• [WORK TO DO]: Extract each line of the data below that contains the string "paddler".

## start

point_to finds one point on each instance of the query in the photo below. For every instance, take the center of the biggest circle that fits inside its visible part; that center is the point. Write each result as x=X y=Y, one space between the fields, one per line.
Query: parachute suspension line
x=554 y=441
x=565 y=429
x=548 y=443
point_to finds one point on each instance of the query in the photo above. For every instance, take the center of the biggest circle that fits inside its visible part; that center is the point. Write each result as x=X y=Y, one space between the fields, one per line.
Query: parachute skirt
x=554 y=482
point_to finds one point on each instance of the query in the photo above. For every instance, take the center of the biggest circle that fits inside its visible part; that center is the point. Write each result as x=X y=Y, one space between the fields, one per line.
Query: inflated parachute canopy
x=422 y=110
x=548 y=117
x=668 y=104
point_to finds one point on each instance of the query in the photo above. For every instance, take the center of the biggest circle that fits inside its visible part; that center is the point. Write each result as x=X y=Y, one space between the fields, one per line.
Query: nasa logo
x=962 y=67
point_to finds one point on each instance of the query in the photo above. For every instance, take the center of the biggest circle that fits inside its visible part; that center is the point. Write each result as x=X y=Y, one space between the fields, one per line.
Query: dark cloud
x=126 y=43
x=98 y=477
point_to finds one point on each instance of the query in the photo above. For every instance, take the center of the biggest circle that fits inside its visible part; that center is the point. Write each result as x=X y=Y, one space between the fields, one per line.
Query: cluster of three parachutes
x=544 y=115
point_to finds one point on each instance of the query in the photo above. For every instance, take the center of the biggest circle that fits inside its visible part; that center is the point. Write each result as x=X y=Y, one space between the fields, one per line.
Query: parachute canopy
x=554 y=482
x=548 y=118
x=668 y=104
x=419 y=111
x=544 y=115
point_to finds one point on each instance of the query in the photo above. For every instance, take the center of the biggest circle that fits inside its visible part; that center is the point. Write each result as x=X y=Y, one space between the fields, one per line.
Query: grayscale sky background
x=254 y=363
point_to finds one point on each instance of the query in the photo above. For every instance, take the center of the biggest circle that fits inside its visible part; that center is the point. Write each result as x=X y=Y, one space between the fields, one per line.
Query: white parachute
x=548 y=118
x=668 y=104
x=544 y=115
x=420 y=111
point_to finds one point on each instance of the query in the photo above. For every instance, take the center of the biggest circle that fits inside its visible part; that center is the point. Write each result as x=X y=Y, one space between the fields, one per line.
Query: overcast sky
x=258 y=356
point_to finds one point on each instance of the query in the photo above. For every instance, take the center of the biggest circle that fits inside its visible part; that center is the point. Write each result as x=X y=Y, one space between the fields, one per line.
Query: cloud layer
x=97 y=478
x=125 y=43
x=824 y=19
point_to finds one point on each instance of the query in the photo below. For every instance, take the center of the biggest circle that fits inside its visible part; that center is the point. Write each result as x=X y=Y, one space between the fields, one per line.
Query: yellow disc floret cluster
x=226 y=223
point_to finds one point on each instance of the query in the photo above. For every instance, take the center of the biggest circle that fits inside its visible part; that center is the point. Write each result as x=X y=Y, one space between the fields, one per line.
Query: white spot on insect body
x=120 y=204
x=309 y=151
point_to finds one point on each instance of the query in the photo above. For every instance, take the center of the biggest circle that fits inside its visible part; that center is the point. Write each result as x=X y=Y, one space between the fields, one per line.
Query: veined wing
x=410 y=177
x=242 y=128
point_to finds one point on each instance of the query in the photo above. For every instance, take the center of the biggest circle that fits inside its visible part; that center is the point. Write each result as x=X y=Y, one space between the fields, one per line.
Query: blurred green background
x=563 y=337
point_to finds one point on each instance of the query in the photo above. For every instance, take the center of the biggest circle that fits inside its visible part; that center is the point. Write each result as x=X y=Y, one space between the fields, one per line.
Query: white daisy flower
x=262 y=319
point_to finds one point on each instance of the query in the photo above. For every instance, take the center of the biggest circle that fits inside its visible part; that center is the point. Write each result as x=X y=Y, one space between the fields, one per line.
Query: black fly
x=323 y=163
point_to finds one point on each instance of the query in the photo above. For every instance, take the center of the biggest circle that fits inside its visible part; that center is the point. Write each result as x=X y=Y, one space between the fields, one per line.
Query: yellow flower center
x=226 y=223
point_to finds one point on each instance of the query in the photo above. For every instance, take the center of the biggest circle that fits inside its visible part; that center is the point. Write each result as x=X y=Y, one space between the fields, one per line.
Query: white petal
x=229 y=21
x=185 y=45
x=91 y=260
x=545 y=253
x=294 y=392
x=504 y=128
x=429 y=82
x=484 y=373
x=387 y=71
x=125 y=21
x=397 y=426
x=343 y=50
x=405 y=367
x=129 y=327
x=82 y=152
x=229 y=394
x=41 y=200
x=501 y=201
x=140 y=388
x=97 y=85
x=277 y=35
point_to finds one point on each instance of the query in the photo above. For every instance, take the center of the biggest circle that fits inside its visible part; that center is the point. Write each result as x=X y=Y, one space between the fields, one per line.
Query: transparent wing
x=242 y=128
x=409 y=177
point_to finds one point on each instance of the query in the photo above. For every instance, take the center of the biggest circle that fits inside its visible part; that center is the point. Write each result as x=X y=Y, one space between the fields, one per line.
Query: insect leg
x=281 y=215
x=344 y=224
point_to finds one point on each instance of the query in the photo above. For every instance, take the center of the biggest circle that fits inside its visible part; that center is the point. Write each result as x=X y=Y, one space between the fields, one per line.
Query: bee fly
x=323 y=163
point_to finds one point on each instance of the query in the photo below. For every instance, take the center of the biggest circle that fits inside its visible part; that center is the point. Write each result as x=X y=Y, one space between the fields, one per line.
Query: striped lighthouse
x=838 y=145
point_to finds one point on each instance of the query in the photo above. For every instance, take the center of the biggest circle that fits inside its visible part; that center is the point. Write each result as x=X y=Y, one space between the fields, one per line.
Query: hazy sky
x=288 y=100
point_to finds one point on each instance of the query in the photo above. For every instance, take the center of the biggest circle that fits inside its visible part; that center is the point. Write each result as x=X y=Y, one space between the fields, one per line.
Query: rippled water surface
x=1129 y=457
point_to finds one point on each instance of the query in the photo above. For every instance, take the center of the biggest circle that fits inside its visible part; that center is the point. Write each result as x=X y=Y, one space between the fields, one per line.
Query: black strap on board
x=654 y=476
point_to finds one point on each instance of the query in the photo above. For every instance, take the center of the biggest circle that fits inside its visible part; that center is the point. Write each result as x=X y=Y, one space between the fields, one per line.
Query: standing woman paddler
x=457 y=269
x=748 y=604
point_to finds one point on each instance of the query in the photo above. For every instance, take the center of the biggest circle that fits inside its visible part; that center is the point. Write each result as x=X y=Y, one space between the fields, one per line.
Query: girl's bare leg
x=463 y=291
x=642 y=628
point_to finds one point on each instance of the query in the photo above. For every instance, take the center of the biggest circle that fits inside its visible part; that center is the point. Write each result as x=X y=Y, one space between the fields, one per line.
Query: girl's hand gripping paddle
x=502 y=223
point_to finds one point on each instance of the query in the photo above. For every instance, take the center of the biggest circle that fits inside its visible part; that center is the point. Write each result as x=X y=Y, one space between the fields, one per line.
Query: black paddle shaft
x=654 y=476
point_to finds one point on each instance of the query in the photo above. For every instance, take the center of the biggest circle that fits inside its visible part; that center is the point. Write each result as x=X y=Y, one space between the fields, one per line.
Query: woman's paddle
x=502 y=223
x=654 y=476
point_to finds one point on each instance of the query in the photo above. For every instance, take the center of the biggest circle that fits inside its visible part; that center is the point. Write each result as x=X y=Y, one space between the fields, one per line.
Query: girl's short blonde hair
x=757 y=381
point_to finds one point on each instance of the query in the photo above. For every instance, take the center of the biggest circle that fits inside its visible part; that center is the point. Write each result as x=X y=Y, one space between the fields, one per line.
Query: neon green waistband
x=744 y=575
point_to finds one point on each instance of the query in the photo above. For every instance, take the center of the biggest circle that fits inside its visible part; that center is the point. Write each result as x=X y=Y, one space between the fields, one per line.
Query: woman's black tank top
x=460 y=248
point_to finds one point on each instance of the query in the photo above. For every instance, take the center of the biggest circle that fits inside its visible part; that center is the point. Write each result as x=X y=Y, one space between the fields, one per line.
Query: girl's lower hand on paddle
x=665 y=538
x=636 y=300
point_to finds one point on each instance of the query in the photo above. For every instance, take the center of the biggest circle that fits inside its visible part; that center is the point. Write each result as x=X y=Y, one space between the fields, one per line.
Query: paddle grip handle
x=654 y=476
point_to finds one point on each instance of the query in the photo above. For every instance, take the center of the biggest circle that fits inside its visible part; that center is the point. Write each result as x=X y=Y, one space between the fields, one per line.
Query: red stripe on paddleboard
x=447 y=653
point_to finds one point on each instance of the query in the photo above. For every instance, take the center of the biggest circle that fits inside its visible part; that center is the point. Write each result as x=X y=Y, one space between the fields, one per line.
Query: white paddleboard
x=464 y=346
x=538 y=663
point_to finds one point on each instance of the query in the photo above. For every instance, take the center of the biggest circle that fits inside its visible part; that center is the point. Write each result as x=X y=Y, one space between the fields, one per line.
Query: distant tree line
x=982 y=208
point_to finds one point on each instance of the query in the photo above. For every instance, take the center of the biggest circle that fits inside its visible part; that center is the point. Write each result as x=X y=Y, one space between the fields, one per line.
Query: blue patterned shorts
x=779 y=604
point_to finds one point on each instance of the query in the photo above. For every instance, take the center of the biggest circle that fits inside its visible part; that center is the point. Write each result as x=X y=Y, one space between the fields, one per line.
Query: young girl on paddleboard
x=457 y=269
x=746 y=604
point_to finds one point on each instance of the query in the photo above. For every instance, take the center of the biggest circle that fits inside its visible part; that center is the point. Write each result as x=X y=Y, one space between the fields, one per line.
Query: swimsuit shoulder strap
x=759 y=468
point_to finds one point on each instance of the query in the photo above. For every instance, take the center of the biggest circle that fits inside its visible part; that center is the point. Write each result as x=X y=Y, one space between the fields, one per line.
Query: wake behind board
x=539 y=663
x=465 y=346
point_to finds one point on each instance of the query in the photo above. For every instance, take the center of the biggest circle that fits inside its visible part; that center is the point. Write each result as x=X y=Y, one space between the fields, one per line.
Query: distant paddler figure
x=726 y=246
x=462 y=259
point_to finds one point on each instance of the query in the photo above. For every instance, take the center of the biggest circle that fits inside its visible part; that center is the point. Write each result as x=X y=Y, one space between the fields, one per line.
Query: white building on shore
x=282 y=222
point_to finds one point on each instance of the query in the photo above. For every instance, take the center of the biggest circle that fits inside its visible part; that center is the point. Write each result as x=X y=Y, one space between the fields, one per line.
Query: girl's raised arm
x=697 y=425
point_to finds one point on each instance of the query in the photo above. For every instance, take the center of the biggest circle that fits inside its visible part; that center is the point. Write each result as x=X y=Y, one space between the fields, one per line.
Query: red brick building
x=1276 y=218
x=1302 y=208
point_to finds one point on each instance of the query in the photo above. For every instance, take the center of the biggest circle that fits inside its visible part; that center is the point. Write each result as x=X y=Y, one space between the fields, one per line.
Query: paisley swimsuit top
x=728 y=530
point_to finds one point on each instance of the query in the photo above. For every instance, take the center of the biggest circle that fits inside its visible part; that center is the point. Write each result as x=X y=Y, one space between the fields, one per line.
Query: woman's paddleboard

## end

• [REPLY TO THE TASK]:
Query: standing woman paddler
Query: distant paddler figure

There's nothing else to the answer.